Region labeling records
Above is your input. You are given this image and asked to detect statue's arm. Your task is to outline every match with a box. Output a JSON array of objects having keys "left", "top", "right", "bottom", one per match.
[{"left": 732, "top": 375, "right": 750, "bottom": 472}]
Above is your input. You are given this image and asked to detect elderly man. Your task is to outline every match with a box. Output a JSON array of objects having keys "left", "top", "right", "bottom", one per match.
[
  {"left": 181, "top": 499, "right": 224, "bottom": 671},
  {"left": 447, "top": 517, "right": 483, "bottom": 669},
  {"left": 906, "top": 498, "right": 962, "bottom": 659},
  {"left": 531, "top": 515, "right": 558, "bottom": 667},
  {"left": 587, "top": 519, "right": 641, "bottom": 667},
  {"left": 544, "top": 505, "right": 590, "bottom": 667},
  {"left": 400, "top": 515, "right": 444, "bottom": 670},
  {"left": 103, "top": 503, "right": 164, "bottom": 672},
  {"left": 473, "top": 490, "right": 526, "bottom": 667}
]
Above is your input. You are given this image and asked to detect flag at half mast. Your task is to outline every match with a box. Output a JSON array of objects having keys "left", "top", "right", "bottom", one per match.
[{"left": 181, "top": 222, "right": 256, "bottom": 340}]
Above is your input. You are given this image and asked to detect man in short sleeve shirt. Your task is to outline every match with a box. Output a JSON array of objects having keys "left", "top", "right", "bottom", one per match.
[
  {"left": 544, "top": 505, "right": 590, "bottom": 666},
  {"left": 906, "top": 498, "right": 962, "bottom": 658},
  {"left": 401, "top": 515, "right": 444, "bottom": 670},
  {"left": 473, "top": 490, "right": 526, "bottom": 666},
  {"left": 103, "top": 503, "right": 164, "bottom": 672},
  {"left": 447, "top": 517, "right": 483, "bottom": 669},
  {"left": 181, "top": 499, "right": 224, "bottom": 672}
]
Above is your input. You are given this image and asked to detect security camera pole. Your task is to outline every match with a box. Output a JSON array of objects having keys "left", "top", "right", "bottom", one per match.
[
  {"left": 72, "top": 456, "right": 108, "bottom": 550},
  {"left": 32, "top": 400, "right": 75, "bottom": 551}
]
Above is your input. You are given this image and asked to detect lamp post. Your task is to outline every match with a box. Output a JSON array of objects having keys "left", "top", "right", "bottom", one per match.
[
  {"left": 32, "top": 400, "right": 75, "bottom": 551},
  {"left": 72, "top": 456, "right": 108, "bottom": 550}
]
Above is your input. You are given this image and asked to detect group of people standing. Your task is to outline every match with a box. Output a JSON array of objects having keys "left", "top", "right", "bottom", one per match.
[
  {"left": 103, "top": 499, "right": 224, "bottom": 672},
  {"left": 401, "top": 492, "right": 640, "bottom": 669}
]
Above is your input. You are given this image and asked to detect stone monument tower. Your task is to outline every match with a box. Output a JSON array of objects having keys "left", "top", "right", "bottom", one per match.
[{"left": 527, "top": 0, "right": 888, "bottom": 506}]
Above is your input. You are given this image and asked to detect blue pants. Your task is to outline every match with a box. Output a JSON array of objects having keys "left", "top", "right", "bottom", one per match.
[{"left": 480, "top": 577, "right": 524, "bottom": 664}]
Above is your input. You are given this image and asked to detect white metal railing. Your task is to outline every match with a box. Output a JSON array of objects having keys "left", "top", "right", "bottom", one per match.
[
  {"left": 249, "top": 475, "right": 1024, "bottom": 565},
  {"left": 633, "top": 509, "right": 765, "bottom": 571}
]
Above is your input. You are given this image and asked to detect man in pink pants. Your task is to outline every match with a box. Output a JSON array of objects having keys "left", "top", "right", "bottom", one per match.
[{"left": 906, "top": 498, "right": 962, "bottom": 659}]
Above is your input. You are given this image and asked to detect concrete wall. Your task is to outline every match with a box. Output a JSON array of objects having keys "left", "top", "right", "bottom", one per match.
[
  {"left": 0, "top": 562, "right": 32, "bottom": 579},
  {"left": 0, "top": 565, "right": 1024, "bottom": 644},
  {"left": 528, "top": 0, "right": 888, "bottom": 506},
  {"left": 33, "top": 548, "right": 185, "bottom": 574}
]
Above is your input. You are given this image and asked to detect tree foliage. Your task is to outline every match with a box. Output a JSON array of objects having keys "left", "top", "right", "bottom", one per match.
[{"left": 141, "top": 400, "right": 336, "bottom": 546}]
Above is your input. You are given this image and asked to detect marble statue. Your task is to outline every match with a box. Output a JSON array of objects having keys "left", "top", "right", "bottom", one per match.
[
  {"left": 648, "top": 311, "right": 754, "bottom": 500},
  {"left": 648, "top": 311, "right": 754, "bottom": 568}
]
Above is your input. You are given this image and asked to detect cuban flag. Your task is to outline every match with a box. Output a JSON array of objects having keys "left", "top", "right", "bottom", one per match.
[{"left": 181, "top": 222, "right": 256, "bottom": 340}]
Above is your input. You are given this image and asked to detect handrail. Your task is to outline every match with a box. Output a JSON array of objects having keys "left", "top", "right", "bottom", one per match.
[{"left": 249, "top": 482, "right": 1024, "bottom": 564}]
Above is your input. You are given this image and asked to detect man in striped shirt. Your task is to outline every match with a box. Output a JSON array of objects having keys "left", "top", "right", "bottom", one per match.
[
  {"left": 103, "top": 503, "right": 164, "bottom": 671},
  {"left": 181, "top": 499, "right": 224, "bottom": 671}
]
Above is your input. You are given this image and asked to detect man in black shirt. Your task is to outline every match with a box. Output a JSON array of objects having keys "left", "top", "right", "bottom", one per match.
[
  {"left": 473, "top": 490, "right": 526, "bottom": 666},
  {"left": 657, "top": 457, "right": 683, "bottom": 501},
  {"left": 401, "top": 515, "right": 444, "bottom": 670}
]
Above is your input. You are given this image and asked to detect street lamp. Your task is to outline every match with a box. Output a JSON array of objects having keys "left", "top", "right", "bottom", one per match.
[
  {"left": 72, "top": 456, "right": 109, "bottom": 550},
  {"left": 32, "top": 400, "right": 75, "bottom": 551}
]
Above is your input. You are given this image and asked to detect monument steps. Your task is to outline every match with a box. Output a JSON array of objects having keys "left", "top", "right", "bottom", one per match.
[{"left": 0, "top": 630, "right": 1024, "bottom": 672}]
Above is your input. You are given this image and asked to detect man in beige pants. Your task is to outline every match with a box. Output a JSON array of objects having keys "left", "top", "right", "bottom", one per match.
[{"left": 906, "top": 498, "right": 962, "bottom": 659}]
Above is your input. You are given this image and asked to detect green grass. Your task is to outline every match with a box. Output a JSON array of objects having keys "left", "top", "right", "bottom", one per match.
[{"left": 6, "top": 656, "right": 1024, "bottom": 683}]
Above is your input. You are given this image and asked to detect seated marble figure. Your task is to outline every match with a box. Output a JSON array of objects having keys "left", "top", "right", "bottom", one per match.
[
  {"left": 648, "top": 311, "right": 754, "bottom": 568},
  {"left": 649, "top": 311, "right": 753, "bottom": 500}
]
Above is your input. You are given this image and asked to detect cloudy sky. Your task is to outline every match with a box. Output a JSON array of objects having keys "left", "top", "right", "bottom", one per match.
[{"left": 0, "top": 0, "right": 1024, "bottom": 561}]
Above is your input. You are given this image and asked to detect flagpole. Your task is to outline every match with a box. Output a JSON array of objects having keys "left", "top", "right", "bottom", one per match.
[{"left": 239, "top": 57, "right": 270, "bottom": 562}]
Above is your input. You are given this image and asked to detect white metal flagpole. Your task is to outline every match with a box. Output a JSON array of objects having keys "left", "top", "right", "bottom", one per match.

Task prompt:
Turn the stretch of the material from the line containing "to detect cloudy" through the last line into a numbered list, skipping any blank lines.

Task output:
1. Above is your input. You are given this image and asked to detect cloudy sky. Your task is to outline every match with a box. Output a JSON array of objects having keys "left", "top", "right", "bottom", one per match.
2. [{"left": 0, "top": 0, "right": 1024, "bottom": 561}]
3. Above is your input. You are given this image and asked to detect flagpole. Your task is to outline every match with a box. Output a JSON array of objects having keys "left", "top", "right", "bottom", one per match.
4. [{"left": 239, "top": 57, "right": 270, "bottom": 562}]
5. Above is your input. You are given this image and asked to detect white metal flagpole. Your task is to outline every match with a box. Output a JSON array of objects having keys "left", "top", "right", "bottom", one per match.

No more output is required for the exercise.